WHAT TO DO:
Please return, word for word, the line containing "system, locate dark" and each line after it through the end of the data below, and nothing else.

(Saved entries)
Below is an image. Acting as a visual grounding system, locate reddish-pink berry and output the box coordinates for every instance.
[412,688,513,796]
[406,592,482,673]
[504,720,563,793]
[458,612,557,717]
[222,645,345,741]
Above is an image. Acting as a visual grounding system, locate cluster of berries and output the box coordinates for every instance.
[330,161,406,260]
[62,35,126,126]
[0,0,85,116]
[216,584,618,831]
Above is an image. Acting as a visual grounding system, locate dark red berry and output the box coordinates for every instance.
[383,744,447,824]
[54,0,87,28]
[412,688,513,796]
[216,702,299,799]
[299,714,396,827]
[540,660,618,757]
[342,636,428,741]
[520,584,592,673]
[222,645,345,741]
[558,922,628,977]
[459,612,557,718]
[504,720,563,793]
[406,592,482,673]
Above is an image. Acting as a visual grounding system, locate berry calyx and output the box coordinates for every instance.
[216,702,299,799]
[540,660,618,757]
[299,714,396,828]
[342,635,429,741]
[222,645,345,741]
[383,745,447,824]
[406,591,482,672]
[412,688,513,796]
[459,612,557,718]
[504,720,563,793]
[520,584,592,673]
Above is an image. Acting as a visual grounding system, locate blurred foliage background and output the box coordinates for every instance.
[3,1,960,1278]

EXPECTED ANSWER:
Above is an image. Acting as a visual grounding system, locate dark red berry and output the box coordinates for every instance.
[383,744,447,824]
[54,0,87,28]
[412,688,513,796]
[216,702,299,799]
[299,714,396,827]
[540,660,618,757]
[342,636,428,741]
[520,584,592,673]
[222,645,345,741]
[558,922,628,977]
[459,612,557,718]
[504,720,563,793]
[406,592,482,673]
Above is an image. Acting as a visual grounding system, locate berry calyx and output the box coordinates for every instance.
[216,702,299,799]
[540,660,618,757]
[299,714,396,828]
[342,635,429,741]
[222,645,345,741]
[383,745,447,824]
[406,591,482,672]
[412,688,513,796]
[459,612,557,718]
[504,720,563,793]
[520,584,592,673]
Above is an image. Acting as a visual grounding system, locate blurred foliage background and output the box coordinates for every instance.
[3,1,960,1278]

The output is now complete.